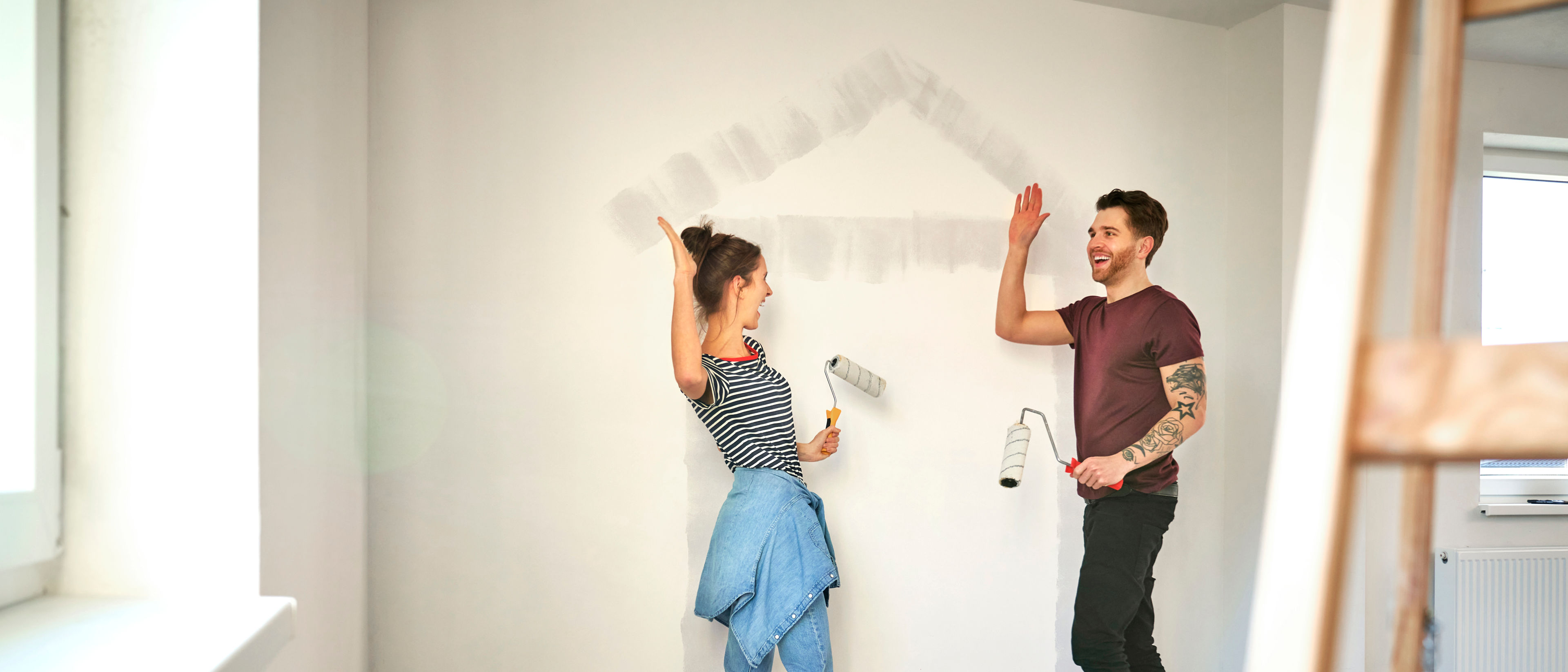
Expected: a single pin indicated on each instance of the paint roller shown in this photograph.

* * *

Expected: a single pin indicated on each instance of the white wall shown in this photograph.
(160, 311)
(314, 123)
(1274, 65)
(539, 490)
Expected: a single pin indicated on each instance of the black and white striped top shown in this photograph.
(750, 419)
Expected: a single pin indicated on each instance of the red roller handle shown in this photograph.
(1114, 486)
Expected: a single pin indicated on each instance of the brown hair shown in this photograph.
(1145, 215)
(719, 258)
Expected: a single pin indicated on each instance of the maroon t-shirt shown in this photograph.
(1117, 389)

* * *

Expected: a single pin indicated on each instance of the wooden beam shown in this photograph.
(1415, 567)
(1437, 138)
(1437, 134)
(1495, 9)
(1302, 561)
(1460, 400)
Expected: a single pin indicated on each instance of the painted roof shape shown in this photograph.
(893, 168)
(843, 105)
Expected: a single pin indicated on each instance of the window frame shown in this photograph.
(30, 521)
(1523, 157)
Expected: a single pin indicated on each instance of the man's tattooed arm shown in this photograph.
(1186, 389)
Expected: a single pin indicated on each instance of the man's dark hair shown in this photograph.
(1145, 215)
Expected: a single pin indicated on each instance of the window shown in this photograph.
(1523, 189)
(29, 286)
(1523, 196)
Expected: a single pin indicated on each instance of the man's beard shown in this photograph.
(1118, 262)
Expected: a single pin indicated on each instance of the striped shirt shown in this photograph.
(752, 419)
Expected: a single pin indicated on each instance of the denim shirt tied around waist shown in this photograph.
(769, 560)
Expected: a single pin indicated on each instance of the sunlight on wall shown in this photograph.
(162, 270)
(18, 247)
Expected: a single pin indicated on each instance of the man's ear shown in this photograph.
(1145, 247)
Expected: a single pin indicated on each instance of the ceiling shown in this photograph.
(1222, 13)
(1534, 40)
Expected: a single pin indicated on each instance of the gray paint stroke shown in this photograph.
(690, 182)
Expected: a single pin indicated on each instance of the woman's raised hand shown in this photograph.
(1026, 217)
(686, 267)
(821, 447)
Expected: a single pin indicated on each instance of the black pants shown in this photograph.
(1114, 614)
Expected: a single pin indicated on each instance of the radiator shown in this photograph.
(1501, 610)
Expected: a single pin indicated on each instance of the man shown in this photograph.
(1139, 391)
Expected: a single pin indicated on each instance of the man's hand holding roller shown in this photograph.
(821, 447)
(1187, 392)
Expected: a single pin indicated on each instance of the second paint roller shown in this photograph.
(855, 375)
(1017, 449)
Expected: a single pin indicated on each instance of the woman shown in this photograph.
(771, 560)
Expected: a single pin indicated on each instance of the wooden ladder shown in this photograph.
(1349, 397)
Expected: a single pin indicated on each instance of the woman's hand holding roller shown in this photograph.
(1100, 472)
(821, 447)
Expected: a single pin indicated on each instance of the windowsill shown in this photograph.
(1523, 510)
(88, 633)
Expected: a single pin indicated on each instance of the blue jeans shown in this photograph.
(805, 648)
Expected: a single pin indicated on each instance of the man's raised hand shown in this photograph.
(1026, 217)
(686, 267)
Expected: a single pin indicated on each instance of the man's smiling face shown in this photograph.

● **Set problem**: Copy out, unchanged, the items starting with the line that contains "frame shown in this photograph." and going on through the line that contains "(1186, 389)", including both of those lines.

● **Result**:
Expected: a single pin indicated on each instance of the window frame shown in this photograph.
(30, 521)
(1523, 157)
Expected: a single pin indicated on each instance of the man's tattooed arm shown in this photograph.
(1186, 389)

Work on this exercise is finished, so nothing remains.